WORK REQUEST – Give back exactly the lines that run from the beginning of the entries to the line containing "positive clicks: (157, 629)", both included, and nothing else.
──────── INPUT RECORDS
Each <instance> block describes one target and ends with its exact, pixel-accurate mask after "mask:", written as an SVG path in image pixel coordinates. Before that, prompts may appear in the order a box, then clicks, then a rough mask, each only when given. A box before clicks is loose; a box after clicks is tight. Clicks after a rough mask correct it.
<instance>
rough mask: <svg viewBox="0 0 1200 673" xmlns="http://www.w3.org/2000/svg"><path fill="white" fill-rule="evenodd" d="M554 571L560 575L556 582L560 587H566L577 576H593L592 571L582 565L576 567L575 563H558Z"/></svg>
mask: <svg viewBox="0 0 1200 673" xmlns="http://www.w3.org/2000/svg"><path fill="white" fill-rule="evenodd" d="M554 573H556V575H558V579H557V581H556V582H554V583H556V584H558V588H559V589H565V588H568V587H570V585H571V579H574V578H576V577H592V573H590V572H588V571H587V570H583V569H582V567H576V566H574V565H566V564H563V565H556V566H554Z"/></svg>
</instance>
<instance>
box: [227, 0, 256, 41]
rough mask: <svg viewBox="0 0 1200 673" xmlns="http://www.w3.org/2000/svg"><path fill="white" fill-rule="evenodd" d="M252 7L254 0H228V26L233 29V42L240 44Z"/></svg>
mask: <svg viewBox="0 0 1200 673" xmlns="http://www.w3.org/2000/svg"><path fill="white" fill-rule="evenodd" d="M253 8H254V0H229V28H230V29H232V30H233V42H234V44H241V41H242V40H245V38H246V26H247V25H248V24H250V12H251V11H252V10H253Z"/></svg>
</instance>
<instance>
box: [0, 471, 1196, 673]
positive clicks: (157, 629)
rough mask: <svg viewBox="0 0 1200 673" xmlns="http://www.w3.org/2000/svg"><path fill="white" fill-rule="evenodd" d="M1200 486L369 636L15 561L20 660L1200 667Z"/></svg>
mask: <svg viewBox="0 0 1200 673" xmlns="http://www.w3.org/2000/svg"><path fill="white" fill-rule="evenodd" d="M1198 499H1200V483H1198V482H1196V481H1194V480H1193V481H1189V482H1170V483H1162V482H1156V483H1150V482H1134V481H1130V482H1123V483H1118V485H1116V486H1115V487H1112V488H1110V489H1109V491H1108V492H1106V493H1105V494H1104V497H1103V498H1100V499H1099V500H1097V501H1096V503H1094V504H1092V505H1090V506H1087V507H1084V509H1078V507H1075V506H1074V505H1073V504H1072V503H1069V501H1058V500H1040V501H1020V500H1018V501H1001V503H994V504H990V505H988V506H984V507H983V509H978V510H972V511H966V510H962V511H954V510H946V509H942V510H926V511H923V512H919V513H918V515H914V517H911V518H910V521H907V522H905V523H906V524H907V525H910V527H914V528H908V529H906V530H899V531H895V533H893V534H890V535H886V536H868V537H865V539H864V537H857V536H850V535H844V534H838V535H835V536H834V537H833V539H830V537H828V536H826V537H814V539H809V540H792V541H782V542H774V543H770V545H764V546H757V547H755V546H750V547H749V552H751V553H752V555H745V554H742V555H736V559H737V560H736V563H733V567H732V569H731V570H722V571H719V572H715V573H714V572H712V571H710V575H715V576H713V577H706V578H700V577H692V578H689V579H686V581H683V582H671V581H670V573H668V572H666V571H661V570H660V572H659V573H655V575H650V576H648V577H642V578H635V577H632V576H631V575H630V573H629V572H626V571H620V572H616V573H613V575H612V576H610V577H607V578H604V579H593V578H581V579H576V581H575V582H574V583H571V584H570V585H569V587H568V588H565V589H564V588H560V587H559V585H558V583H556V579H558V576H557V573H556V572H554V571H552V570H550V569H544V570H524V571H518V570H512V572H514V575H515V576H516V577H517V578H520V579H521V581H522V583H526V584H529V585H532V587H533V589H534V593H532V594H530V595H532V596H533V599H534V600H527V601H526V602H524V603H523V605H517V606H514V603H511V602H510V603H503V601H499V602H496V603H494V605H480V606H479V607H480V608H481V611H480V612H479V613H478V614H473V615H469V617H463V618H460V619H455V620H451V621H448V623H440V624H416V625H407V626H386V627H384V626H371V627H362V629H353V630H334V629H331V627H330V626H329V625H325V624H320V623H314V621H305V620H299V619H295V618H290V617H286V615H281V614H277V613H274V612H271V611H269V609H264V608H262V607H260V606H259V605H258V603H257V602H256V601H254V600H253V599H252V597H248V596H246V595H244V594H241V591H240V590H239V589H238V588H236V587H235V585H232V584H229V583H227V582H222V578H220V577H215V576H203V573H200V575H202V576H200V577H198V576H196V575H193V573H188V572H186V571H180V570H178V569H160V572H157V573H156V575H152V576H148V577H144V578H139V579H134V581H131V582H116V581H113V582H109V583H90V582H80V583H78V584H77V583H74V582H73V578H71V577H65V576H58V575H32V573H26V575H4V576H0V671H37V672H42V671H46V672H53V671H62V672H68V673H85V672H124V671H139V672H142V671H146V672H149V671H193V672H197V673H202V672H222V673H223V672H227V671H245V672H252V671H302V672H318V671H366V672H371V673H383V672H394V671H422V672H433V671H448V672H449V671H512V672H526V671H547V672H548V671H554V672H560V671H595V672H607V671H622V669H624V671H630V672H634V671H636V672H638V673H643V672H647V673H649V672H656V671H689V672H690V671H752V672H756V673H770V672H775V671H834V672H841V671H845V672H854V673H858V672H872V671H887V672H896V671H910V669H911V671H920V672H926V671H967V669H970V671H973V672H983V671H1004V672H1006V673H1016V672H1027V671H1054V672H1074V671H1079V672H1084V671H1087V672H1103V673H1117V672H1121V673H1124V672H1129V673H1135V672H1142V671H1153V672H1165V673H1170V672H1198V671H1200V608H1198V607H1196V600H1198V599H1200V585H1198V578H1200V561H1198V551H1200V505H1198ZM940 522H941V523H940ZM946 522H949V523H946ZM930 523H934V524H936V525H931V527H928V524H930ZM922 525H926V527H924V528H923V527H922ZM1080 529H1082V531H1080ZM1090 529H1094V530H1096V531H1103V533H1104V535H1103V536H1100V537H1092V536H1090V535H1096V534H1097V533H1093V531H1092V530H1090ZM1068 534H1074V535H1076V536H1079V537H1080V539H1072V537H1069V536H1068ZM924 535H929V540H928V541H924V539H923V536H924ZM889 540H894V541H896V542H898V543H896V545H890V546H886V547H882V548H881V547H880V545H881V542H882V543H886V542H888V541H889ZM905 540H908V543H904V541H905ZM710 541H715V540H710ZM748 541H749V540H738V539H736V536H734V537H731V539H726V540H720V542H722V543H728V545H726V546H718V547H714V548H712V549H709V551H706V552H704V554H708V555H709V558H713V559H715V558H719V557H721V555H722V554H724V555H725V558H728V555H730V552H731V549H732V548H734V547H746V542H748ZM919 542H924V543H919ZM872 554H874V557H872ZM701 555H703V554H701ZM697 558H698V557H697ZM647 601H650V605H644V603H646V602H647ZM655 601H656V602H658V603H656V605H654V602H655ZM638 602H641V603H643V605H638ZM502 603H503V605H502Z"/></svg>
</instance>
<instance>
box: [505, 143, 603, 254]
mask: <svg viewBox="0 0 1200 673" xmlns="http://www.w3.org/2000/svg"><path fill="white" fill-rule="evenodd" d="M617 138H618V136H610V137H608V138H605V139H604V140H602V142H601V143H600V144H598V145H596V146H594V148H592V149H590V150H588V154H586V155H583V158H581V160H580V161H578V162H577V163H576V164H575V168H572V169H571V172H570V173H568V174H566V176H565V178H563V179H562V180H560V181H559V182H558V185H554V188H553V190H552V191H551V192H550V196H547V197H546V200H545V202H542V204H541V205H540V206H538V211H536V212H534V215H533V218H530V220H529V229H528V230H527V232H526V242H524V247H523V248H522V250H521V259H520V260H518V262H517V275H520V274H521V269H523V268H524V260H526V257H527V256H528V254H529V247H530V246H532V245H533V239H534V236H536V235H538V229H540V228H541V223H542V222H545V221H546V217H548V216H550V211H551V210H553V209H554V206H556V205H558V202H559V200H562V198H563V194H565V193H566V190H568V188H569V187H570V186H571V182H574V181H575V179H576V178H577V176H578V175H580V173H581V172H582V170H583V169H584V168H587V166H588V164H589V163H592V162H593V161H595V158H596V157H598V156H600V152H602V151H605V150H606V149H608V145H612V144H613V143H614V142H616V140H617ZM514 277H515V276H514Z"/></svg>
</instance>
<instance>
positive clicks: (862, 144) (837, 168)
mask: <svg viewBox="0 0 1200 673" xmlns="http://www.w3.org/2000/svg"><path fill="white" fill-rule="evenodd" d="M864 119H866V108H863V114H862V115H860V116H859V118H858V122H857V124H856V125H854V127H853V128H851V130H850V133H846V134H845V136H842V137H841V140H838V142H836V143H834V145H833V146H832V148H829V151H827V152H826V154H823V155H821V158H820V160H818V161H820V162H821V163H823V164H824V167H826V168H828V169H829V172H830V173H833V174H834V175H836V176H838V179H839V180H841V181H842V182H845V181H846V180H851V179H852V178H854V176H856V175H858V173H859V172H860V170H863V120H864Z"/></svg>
────────────────
OUTPUT OF THE TASK –
Each <instance> block describes one target and ends with its exact, pixel-accurate mask after "mask:", written as an SVG path in image pixel coordinates. Before that, prompts may appear in the order a box, then clicks, then a rough mask, each only when given. A box before clicks is loose; a box after clicks is tight. Clicks after a rough mask correct it.
<instance>
rough mask: <svg viewBox="0 0 1200 673" xmlns="http://www.w3.org/2000/svg"><path fill="white" fill-rule="evenodd" d="M554 571L560 575L556 582L560 587H566L577 576H593L592 571L582 565L576 567L575 563H558Z"/></svg>
mask: <svg viewBox="0 0 1200 673" xmlns="http://www.w3.org/2000/svg"><path fill="white" fill-rule="evenodd" d="M554 573H556V575H558V579H557V581H556V582H554V583H556V584H558V588H559V589H565V588H568V587H570V585H571V579H574V578H576V577H592V573H590V572H588V571H587V570H583V569H582V567H576V566H574V565H566V564H563V565H556V566H554Z"/></svg>
</instance>
<instance>
box: [227, 0, 256, 41]
rough mask: <svg viewBox="0 0 1200 673" xmlns="http://www.w3.org/2000/svg"><path fill="white" fill-rule="evenodd" d="M252 7L254 0H228V26L233 29V42L240 44Z"/></svg>
mask: <svg viewBox="0 0 1200 673" xmlns="http://www.w3.org/2000/svg"><path fill="white" fill-rule="evenodd" d="M253 8H254V0H229V28H230V29H232V30H233V42H234V44H241V41H242V40H245V38H246V26H247V25H248V24H250V12H251V11H252V10H253Z"/></svg>
</instance>
<instance>
box: [0, 471, 1196, 673]
positive clicks: (157, 629)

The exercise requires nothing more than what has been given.